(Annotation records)
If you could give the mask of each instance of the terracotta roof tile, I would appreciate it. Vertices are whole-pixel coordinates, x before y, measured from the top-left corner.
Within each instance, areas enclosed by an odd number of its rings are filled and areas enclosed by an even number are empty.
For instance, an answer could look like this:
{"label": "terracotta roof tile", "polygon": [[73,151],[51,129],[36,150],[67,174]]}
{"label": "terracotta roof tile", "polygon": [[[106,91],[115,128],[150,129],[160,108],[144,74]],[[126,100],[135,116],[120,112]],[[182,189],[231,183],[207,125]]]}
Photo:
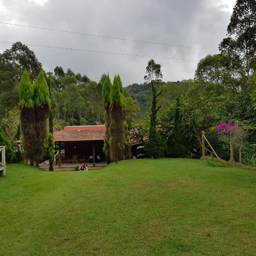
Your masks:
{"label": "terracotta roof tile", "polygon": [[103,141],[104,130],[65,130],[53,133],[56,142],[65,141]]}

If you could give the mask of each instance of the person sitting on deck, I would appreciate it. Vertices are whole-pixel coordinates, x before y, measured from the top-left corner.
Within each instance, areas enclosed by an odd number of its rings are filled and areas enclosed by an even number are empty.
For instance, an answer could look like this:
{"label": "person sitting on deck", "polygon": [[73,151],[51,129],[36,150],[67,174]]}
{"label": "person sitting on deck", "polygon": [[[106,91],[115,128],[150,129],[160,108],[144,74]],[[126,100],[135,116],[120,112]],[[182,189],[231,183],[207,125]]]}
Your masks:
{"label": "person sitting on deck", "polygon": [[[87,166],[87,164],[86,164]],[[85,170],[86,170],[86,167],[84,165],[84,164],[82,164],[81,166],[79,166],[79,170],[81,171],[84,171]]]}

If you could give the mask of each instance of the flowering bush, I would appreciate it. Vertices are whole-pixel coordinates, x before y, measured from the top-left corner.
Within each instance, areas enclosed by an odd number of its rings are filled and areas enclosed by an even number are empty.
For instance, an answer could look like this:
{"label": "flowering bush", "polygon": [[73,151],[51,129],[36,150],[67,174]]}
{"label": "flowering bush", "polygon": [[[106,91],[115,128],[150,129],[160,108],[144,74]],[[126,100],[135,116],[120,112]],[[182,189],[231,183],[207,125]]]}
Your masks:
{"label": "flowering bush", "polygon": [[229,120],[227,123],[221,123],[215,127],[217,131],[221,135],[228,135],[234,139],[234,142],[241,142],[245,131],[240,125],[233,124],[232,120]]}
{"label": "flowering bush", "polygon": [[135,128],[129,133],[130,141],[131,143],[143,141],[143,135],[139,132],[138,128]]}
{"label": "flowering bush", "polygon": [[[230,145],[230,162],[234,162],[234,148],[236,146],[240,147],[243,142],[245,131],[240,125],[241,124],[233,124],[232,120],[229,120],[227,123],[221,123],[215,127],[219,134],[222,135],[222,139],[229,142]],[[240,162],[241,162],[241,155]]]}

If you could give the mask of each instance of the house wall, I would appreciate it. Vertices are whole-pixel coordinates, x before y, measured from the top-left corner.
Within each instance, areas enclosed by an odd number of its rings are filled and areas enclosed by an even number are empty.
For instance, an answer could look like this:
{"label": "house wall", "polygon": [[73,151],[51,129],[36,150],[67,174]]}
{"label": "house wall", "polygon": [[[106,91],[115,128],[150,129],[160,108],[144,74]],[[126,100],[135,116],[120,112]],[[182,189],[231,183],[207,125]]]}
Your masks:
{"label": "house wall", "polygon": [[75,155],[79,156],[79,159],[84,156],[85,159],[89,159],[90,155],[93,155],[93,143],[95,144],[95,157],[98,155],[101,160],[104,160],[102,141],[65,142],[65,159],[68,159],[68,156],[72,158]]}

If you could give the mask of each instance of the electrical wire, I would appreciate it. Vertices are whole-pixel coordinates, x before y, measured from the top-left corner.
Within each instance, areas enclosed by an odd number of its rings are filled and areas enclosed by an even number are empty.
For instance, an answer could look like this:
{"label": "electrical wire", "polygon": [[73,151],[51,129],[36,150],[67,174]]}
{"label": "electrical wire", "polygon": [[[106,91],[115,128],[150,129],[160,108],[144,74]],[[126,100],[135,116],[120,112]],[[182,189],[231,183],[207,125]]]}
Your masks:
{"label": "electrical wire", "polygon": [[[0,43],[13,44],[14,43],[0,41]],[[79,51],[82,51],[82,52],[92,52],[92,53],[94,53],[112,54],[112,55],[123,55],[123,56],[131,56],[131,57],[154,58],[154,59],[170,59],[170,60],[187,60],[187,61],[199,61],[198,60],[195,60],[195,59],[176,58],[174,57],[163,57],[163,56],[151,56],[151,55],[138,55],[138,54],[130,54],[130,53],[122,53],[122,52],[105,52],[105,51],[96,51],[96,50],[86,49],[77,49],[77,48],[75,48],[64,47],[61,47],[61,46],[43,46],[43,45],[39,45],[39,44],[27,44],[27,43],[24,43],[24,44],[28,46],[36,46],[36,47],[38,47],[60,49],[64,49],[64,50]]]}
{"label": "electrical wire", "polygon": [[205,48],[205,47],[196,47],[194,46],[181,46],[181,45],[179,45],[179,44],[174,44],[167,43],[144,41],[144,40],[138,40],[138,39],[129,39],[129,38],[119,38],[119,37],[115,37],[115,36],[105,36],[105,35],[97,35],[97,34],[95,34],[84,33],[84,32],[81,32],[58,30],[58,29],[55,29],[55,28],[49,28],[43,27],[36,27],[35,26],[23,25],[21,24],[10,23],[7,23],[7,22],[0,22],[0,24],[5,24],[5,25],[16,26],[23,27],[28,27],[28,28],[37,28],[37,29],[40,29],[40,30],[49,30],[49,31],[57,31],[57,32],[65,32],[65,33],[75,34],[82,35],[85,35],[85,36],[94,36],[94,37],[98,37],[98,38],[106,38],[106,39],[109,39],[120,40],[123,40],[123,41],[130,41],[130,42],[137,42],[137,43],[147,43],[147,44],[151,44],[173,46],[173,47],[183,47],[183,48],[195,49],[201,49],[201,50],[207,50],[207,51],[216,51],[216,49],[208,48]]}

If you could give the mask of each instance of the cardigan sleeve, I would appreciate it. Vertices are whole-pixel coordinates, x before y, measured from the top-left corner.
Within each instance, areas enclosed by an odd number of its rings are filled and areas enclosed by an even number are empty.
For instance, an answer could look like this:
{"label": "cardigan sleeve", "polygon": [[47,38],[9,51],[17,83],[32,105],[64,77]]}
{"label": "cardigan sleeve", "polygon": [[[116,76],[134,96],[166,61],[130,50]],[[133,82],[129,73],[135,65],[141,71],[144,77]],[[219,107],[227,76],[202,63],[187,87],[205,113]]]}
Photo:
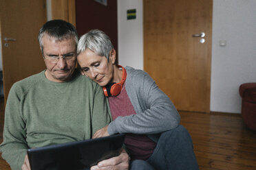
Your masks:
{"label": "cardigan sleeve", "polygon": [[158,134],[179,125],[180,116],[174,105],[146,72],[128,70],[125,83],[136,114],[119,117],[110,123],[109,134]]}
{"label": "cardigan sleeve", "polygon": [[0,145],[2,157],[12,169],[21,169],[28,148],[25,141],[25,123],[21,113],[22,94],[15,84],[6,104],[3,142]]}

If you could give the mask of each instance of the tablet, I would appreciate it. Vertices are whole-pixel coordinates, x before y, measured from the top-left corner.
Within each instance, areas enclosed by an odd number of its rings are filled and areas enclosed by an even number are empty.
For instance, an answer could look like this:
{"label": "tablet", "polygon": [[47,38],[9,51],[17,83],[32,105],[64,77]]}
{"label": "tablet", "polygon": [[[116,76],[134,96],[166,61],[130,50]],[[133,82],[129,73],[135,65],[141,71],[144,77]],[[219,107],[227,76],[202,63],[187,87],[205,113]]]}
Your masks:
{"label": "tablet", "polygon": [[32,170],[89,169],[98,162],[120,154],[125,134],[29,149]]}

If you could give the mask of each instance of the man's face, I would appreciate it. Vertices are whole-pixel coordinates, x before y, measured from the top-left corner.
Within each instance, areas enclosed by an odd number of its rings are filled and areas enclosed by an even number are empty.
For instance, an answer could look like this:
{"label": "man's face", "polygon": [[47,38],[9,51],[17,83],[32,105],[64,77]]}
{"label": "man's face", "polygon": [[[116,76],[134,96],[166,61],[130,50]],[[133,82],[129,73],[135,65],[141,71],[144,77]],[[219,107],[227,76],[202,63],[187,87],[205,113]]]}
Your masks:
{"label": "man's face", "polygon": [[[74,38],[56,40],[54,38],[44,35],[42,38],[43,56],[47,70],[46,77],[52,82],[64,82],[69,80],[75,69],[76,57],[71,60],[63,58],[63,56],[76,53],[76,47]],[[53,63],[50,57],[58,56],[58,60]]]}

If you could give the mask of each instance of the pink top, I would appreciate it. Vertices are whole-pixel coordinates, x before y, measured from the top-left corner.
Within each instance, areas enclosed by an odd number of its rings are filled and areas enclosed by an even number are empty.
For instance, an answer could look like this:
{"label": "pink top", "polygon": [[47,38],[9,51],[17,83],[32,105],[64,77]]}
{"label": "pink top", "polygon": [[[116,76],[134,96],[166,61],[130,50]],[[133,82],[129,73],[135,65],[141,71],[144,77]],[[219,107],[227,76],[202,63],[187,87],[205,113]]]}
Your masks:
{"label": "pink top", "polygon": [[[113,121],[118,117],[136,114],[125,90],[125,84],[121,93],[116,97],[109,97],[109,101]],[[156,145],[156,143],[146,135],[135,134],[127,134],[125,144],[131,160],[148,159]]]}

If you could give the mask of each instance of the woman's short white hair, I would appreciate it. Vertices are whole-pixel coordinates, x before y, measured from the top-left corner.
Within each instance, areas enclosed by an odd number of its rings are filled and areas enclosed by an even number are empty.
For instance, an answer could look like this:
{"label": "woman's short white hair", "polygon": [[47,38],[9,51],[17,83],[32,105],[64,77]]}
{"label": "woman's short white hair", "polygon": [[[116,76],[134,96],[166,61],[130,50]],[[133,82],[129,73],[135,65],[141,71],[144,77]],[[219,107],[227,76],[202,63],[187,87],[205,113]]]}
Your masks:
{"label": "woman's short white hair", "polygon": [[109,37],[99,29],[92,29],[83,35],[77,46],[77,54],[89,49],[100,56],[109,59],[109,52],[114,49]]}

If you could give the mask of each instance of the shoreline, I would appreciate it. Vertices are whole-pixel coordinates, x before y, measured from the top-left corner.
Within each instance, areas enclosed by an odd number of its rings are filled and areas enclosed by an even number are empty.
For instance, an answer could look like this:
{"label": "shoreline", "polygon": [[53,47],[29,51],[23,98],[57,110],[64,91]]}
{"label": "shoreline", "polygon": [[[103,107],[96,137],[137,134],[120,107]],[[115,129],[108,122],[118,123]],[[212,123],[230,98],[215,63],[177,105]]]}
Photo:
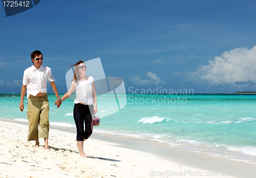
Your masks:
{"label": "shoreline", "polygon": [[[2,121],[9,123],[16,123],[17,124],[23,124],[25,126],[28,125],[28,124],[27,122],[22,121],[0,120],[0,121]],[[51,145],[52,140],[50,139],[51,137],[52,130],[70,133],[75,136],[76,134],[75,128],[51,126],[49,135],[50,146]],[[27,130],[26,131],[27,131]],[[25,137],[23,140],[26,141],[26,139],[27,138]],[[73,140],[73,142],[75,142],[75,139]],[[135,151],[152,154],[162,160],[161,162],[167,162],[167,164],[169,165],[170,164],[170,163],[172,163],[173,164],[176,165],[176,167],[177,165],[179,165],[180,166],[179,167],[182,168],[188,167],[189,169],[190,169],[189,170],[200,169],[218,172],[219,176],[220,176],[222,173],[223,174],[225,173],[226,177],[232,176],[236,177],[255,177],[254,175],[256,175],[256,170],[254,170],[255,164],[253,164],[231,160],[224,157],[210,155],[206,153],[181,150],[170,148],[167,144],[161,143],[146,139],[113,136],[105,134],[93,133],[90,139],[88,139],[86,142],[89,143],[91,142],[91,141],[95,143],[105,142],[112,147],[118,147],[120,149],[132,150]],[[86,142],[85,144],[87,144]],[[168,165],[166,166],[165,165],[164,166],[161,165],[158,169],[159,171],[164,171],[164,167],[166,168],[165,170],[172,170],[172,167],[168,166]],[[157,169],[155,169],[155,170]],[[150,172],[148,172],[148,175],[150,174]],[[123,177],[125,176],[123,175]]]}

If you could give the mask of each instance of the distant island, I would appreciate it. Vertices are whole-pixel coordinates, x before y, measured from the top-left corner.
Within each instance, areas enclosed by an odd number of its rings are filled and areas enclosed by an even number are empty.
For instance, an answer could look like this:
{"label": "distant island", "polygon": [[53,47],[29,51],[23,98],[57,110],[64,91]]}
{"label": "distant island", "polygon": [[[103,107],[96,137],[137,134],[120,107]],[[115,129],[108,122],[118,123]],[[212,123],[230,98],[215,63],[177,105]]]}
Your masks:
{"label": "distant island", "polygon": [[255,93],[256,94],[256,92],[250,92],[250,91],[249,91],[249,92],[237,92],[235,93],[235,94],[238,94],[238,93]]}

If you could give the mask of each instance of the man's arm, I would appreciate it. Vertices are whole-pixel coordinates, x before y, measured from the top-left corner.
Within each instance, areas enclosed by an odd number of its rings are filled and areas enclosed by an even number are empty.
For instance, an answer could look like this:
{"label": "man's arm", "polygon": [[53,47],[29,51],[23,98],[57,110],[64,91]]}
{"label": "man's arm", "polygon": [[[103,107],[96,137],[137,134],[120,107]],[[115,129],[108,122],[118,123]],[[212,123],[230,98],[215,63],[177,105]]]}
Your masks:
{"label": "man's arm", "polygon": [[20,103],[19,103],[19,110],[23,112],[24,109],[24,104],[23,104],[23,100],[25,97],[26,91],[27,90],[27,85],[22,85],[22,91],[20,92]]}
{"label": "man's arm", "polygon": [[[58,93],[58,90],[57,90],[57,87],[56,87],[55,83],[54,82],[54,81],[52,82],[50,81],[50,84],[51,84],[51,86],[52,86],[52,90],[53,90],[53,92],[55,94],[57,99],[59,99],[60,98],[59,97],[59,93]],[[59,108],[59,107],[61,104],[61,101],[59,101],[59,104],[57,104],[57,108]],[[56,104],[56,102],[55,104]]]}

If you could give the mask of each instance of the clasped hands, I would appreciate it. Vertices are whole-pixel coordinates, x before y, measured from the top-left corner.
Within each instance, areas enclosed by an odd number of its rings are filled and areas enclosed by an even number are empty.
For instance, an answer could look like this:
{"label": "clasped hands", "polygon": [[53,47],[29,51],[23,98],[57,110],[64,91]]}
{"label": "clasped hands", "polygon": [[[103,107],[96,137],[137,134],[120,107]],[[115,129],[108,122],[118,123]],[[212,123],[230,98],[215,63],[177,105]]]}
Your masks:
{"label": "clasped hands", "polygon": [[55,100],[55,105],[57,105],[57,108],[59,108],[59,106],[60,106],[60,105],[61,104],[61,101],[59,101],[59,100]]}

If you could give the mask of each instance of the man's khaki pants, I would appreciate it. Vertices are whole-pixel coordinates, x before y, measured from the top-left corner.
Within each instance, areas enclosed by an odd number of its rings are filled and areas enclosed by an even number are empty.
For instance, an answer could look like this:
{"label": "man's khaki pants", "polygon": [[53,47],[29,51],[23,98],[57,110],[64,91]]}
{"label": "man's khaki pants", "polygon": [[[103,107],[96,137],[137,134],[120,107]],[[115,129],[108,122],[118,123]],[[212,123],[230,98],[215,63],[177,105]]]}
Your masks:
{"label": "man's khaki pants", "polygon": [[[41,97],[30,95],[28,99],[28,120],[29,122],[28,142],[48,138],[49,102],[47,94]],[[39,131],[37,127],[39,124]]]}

*GOAL*: Copy each line exactly, from the line containing "the man's khaki" down to the last line of the material, and no other lines.

*FINISHED ANSWER*:
If you could give the mask of each instance of the man's khaki pants, I would appreciate it. Vertices are whole-pixel coordinates, x before y, measured from the top-left corner.
Within each instance, areas enclosed by an odd number of its rings are filled and areas enclosed by an even number are empty.
For instance, an answer could look like this:
{"label": "man's khaki pants", "polygon": [[53,47],[29,51],[23,98],[57,110],[64,91]]}
{"label": "man's khaki pants", "polygon": [[[103,107],[96,137],[137,134],[120,107]],[[115,129],[108,122],[118,123]],[[212,123],[230,98],[215,63],[177,105]]]}
Your masks:
{"label": "man's khaki pants", "polygon": [[[41,97],[30,95],[28,99],[28,120],[29,122],[28,142],[48,138],[49,102],[47,94]],[[39,131],[37,127],[39,124]]]}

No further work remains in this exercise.